▶ [Job]
Render the lines of every row below as a JSON list of strings, one string per line, with blank lines omitted.

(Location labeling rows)
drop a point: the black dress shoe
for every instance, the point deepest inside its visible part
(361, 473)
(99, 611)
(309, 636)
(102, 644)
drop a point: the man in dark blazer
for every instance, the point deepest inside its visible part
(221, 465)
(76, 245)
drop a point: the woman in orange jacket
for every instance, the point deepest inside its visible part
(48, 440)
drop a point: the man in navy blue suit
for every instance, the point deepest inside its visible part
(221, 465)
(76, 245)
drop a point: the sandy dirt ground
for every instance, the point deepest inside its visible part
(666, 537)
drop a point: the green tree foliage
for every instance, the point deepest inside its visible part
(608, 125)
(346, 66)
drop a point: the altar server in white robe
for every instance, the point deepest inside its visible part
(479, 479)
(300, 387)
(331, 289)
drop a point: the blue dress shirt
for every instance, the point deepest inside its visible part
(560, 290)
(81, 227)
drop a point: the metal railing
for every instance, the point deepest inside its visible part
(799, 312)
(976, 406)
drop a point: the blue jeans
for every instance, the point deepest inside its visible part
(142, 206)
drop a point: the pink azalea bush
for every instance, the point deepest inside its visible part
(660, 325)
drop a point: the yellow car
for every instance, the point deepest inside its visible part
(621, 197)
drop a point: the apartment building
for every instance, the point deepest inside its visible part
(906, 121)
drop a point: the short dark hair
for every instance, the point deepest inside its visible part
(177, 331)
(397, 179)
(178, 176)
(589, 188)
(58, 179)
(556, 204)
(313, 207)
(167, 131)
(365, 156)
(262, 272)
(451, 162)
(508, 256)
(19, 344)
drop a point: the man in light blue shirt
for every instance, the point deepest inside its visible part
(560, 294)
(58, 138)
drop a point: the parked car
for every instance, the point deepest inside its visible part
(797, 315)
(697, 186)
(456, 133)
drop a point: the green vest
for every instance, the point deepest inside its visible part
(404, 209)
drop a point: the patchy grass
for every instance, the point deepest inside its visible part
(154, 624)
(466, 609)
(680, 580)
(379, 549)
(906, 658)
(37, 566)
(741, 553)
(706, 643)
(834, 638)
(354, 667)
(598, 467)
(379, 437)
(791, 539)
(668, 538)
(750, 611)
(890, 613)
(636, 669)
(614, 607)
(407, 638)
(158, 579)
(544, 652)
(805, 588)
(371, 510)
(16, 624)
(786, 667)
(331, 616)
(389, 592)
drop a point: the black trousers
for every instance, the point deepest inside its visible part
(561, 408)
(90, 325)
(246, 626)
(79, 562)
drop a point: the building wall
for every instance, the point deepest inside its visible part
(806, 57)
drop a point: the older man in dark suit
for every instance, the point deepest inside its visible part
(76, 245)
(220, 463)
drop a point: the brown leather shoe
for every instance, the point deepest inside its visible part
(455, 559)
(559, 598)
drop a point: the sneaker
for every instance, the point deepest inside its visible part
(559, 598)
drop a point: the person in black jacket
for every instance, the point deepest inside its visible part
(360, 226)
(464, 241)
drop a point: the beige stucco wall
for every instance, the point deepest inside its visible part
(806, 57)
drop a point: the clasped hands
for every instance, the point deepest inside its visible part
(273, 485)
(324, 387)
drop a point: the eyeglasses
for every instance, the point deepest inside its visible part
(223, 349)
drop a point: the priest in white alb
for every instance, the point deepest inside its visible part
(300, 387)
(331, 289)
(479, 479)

▶ [Expected output]
[
  "drop a point: the black dress shoe",
  "for every instance, the point deepest inside its visible part",
  "(361, 473)",
  "(99, 611)",
  "(309, 636)",
  "(102, 644)",
  "drop a point: the man in dark blazer",
  "for every instance, the point deepest inside its visible part",
  "(221, 465)",
  "(76, 245)",
  "drop a point: the woman in orange jacket",
  "for every instance, the point deepest inside its visible part",
  "(48, 440)",
  "drop a point: the man in navy blue suit",
  "for every instance, the point deepest inside its visible part",
  "(221, 465)",
  "(76, 245)",
  "drop a point: the sandy dirt ground",
  "for every instance, the point deepest inside its visible part",
  "(666, 537)",
  "drop a point: the green tree foliage",
  "for every instance, the point deepest inside its visible part",
  "(608, 125)",
  "(346, 66)",
  "drop a point: the altar server in white robe",
  "for every instance, the point deepest inside its visible part",
  "(479, 479)",
  "(300, 387)",
  "(331, 289)",
  "drop a point: the blue dress shirt",
  "for every instance, the point deepest inside its visible part",
  "(560, 290)",
  "(81, 227)",
  "drop a point: the metal railing",
  "for every instance, the point deepest inside its visible part",
  "(799, 312)",
  "(976, 406)",
  "drop a point: the blue jeans",
  "for every instance, the point deepest inside its visible part",
  "(142, 206)",
  "drop a point: the pink azalea bush",
  "for every instance, the point deepest inside its visible part",
  "(660, 325)",
  "drop a point: the yellow car",
  "for every instance, the point deepest inside its visible part",
  "(621, 197)",
  "drop a point: the apartment building",
  "for every instance, the point deepest inside its visible part",
  "(906, 121)",
  "drop a point: the short dark hair",
  "for every instance, the point deepest inside its visible part",
  "(177, 331)",
  "(397, 179)",
  "(178, 176)",
  "(589, 188)",
  "(58, 179)",
  "(556, 204)",
  "(313, 207)",
  "(167, 131)",
  "(365, 156)",
  "(262, 272)",
  "(451, 162)",
  "(508, 256)",
  "(19, 344)",
  "drop a point: the man in light blue shirt",
  "for every instance, the point deepest inside its visible part",
  "(560, 294)",
  "(58, 138)",
  "drop a point: the parked car",
  "for every instance, the point deepest inside its visible part",
  "(797, 315)",
  "(697, 186)",
  "(456, 133)",
  "drop a point: the green vest",
  "for every instance, the point deepest inside its visible part",
  "(404, 209)",
  "drop a point: the patchy grass",
  "for every instance, the point deepest inside its visible part",
  "(154, 624)",
  "(466, 609)",
  "(680, 580)",
  "(379, 549)",
  "(906, 658)",
  "(37, 566)",
  "(741, 553)",
  "(706, 643)",
  "(834, 638)",
  "(354, 667)",
  "(598, 467)",
  "(379, 437)",
  "(791, 539)",
  "(668, 538)",
  "(750, 611)",
  "(890, 613)",
  "(636, 669)",
  "(614, 607)",
  "(407, 638)",
  "(158, 579)",
  "(544, 652)",
  "(805, 588)",
  "(371, 510)",
  "(16, 624)",
  "(786, 667)",
  "(331, 616)",
  "(389, 592)",
  "drop a point: the black trousers",
  "for every instance, the point deepest inside its visible part",
  "(561, 408)",
  "(90, 325)",
  "(246, 626)",
  "(79, 562)",
  "drop a point: the building wall",
  "for every instance, the point deepest inside its visible part",
  "(806, 57)",
  "drop a point: the older man in dark suit",
  "for every instance, the point deepest inside its visible part",
  "(76, 245)",
  "(220, 463)",
  "drop a point: the brown leather shoe",
  "for every instance, the point deepest inside its visible part",
  "(455, 559)",
  "(559, 598)",
  "drop a point: the sneaker",
  "for every instance, the point deepest inside its visible part",
  "(559, 598)",
  "drop a point: the person in black jacket",
  "for every instance, the point deepest inside its visible part",
  "(360, 226)",
  "(464, 241)",
  "drop a point: the beige stucco wall",
  "for every instance, the point deepest inside its visible part",
  "(806, 57)",
  "drop a point: the clasped hands",
  "for every instance, the point deepest inside its visible part",
  "(273, 485)",
  "(324, 387)",
  "drop a point: the eyeglasses",
  "for every instance, the point deepest inside its visible part",
  "(223, 349)",
  "drop a point: the priest in white alb",
  "for every instance, the point deepest inside its visible part",
  "(300, 387)",
  "(331, 289)",
  "(479, 479)"
]